Reading passage -
Sunday, April 23, 2006

Main pass to ho jaunga na!!!

Since the final exam of my gradution is just 46 hours and 22 minutes away this question is haunting me like Jigsaw. Now since this is my final exam i should be studyin but when u are up till 5 am and made a fool out of urself last night its tough to concentrate on "Safety measures in chemical processes".
My life is getting monotonous the ususal masti is not helping me at all i need a xing to recharge my MOJO. But wat m i writing lets concentrate on wat i intended to write here.
The reasons why i can flunk in this sem........

Classes :
Since iit gives u a liberty to bunk 20% of ur course lectures i utilize it to the fullest. Now you tell me if they want us to attendt only 80% of the lectures why on earth any human soul will attend more than tht. But since i utilize this liberty in the first month itself then comes in the support of my lovley frnds .who save the day by PROXIES. Infact in reality i attend 20 % of the lectures but its the wonder of proxy which inverts the real ratio of 20/80 to 80/20.

Data -
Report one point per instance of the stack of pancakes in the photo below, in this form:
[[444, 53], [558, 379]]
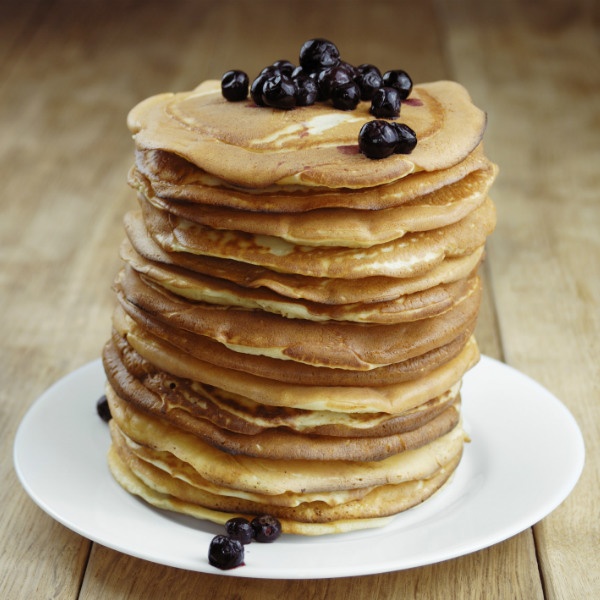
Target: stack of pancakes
[[293, 318]]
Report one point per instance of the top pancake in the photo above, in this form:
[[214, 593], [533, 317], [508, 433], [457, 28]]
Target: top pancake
[[310, 146]]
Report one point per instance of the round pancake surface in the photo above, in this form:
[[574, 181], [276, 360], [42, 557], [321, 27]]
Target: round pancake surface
[[169, 484], [391, 398], [315, 145], [171, 176], [341, 226], [408, 256], [241, 414], [202, 288], [279, 476], [315, 289], [331, 344]]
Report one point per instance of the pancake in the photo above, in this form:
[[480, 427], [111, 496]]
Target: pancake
[[171, 176], [272, 477], [345, 227], [293, 371], [392, 398], [332, 344], [202, 288], [127, 394], [411, 255], [293, 319], [315, 289], [167, 392], [168, 487], [313, 146]]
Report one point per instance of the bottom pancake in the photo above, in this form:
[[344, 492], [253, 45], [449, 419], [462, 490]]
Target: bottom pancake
[[166, 486]]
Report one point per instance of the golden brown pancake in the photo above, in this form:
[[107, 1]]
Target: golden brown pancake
[[279, 444], [315, 289], [294, 319], [241, 414], [279, 476], [317, 145], [332, 344], [347, 227], [202, 288], [171, 176], [394, 398], [171, 486], [410, 255]]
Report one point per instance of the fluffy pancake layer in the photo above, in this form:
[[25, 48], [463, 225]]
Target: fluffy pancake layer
[[293, 319]]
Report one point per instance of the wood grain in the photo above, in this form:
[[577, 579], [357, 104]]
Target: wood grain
[[69, 73]]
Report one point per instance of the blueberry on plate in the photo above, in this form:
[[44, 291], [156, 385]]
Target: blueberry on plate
[[331, 78], [407, 138], [385, 103], [318, 54], [266, 528], [234, 85], [369, 80], [377, 139], [278, 91], [346, 96], [240, 529], [399, 80], [103, 409], [257, 87], [225, 552]]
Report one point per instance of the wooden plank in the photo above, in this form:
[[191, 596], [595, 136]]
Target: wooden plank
[[536, 69]]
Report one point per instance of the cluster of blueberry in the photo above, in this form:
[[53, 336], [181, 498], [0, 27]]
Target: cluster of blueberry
[[322, 76], [227, 551]]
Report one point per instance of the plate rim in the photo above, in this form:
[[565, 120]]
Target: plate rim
[[94, 369]]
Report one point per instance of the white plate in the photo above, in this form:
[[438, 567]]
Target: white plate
[[525, 457]]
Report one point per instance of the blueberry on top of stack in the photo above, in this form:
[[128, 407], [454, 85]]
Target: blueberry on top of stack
[[294, 320], [322, 76]]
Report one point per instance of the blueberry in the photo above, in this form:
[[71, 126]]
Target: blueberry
[[234, 85], [350, 69], [407, 138], [278, 91], [330, 78], [369, 80], [266, 528], [346, 96], [257, 87], [367, 68], [225, 553], [318, 54], [307, 90], [240, 529], [103, 409], [385, 103], [399, 80], [377, 139], [285, 66]]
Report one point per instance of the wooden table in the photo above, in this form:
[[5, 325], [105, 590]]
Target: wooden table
[[70, 71]]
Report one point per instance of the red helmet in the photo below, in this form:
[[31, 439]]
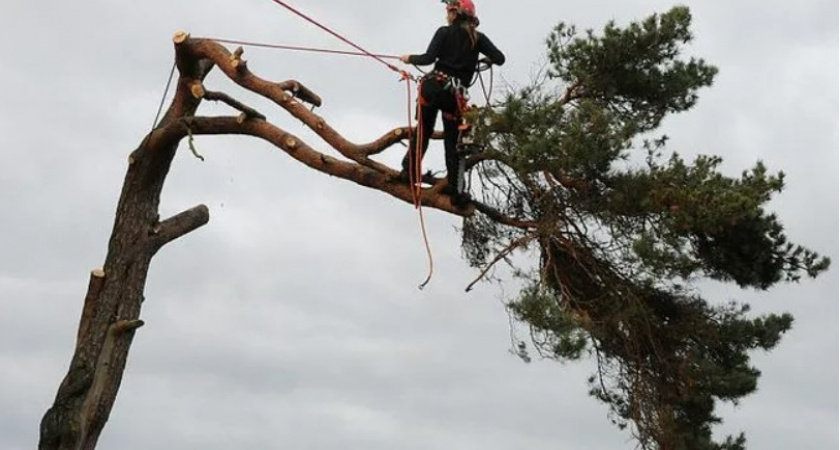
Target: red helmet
[[462, 7]]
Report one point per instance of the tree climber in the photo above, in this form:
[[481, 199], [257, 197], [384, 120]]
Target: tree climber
[[454, 50]]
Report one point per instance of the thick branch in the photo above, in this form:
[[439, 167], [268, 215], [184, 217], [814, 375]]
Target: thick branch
[[250, 113], [302, 152]]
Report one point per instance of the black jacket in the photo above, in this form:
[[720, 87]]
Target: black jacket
[[453, 54]]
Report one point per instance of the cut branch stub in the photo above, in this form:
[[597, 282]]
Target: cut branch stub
[[236, 60], [180, 37]]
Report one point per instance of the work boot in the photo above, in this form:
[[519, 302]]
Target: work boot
[[402, 177]]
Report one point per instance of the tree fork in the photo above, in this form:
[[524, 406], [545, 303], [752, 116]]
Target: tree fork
[[111, 312], [110, 316]]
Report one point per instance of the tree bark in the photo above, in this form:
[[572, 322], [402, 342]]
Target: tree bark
[[111, 311]]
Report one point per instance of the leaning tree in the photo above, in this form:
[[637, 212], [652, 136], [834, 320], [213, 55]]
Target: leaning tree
[[620, 242]]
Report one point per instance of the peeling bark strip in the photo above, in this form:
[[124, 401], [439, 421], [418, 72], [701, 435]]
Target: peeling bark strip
[[111, 312]]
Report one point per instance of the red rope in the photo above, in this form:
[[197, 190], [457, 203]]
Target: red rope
[[340, 37], [304, 49], [416, 190]]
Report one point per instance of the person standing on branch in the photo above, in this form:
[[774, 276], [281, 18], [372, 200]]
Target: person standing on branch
[[454, 50]]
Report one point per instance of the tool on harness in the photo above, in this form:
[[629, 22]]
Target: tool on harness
[[466, 146]]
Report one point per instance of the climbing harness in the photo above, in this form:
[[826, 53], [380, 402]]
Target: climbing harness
[[465, 145]]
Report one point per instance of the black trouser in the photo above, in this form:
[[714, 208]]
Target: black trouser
[[435, 97]]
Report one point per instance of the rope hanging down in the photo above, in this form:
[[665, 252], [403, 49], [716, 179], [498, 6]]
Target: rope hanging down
[[340, 37], [299, 48], [408, 79]]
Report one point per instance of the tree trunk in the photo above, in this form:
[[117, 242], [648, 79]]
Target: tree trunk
[[111, 311]]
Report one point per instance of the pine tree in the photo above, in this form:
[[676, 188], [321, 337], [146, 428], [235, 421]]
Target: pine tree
[[622, 245]]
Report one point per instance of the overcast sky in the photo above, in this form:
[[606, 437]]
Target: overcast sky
[[293, 319]]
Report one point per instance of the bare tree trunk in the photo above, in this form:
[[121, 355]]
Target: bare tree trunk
[[111, 310]]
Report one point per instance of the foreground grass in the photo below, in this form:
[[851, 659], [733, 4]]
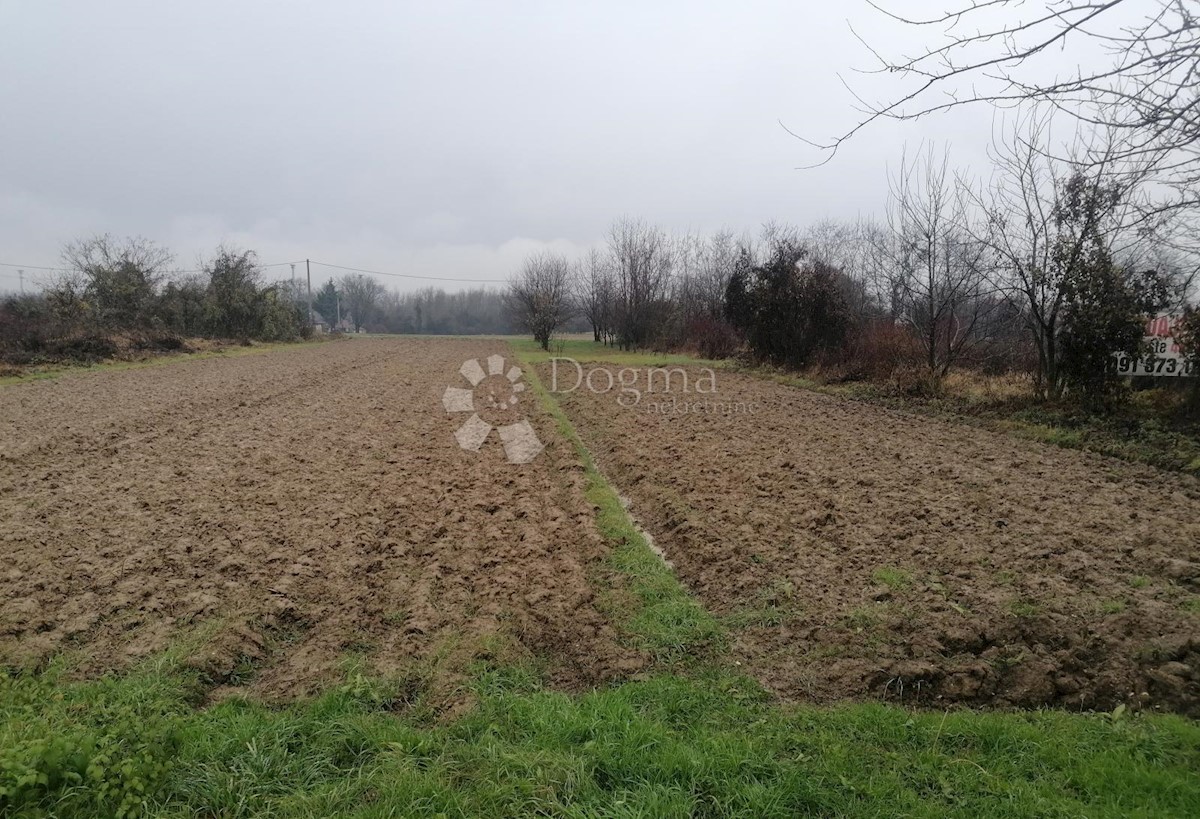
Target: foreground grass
[[691, 741], [664, 747]]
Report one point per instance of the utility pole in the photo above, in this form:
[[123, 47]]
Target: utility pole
[[307, 270]]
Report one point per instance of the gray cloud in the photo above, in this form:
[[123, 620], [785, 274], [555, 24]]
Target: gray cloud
[[443, 138]]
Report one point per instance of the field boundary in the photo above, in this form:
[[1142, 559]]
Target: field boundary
[[669, 621], [54, 371]]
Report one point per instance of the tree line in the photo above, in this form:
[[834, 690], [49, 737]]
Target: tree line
[[1049, 265], [113, 292]]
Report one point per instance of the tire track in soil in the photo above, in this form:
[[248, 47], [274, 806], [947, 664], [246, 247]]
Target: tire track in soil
[[865, 553], [328, 510]]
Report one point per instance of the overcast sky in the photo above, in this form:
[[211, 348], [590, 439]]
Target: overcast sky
[[442, 139]]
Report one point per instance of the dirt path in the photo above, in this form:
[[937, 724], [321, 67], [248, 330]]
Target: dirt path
[[865, 553], [312, 502]]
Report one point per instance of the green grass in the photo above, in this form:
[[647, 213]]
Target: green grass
[[669, 746], [892, 577], [665, 620], [690, 739]]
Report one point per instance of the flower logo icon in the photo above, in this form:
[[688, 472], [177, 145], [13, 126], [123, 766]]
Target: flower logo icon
[[491, 399]]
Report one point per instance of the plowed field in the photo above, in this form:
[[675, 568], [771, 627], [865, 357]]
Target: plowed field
[[863, 553]]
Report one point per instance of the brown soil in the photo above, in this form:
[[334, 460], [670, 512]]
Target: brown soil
[[295, 508], [862, 553]]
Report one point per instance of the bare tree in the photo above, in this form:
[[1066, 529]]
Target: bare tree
[[1037, 240], [539, 297], [594, 290], [642, 262], [119, 278], [937, 279], [360, 294], [1143, 93]]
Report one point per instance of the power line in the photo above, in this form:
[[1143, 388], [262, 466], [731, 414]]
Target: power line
[[280, 264], [407, 275]]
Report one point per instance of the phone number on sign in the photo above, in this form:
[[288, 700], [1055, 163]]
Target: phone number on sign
[[1155, 365]]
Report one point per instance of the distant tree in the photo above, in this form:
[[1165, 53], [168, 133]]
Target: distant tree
[[325, 303], [233, 300], [790, 308], [1104, 305], [361, 293], [539, 297], [593, 292], [1134, 76], [937, 276], [119, 280], [642, 263]]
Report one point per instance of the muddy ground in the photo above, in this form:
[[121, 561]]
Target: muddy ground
[[275, 514], [863, 553]]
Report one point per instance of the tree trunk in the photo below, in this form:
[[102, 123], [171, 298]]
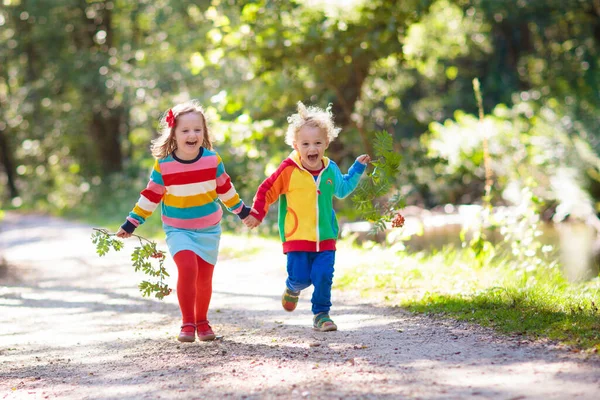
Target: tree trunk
[[7, 163], [106, 125]]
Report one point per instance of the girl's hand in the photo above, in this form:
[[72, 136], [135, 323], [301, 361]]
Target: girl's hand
[[364, 159], [251, 222], [122, 234]]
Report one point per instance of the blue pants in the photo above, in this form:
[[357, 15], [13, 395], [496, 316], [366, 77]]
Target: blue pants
[[306, 268]]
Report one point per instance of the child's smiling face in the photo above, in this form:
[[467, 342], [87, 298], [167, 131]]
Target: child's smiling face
[[311, 142], [189, 135]]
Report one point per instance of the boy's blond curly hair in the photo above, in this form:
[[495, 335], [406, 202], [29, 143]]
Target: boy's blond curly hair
[[311, 116]]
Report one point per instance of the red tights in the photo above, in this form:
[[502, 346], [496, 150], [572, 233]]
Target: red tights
[[194, 286]]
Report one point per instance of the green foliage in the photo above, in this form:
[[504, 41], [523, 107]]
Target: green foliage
[[83, 84], [372, 198], [141, 259], [535, 303]]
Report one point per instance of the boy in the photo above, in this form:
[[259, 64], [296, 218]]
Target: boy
[[305, 184]]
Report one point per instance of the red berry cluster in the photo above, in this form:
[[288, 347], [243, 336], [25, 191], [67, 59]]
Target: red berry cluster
[[398, 221]]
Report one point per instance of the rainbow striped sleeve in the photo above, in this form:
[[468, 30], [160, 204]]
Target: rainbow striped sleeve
[[149, 199], [226, 191]]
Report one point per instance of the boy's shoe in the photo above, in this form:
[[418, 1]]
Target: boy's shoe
[[205, 332], [187, 335], [322, 323], [289, 299]]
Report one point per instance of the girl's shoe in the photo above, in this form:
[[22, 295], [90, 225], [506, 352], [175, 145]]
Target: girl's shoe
[[205, 332], [289, 300], [323, 323], [187, 336]]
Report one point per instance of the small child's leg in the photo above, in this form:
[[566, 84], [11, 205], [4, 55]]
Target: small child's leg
[[203, 288], [298, 267], [187, 268], [321, 275]]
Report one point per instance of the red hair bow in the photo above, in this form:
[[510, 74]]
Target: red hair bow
[[170, 119]]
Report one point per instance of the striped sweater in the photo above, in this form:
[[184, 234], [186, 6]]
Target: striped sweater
[[187, 192]]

To do - Resume the blog post listing reasons the writer could flunk this semester, continuing from its last sentence about proxies.

Response for this exercise -
Backbencher Yes i always laugh at guys who sit in the front bench ..u cant sleep , u cant play su doku , u cant even pass chits i mean common wats the fun in there . Infact in the past 4 years this back bench thing has affected me so much tht now if i sit in the first bench the prof looks like a giant anaconda with big red eyes thursty for my blood.

Sleepy hollow The AC is on the bench is comfortable and the sweet lullaby of prof is on... yes the sweetest sleep of ur life is the one which starts at 8:30 lectures and ends at the end of the 9:30 one. When u end up as a backbencher sleeping in the class comes in package. U slept at 4 in the morning and someone wakes u up at 8:30 to attend the lecture.. 4 hours of sleep is just not enuff for me .

Notes ... I nevr make notes ...reason excluding the above three is my hand writitng. If you will look at my copy it looks like a ISI's secret message to Al qaida encrypted in morse code. My teachers had a hard time in my school and the saga continues in here. Infact i got extra marks in some of my answers coz the teacher thought by the time she will figure out wat crap i have written she will check 5 other copies..

Prof's Fav You do the above mentioned things, screw up ur quizzes and mid sems and i gurantee u tht u get a special listing in the Prof's Most wanted list. He is waiting for jut one wrong move of urs and he can unleash the terror of the dreaded F grades.

Now since i lost another 20 minutes in writing this and I still dont knw the course of my final exam i m sure one more knot has been added in my hanging rope..
I hope i will survive this final bump in my ride.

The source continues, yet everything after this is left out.